=== RECORDS FOR THE TASK ===

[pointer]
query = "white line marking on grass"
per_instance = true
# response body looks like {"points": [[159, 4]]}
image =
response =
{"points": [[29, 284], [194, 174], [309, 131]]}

===

**WHAT THIS TASK INVOLVES:** The lines to copy run from the one containing "line marking on" through the last line above. Copy them exactly and include nothing else.

**YOUR RESPONSE:**
query = "white line marking on grass"
per_instance = true
# response body looks like {"points": [[159, 4]]}
image =
response =
{"points": [[29, 284], [194, 174], [309, 131]]}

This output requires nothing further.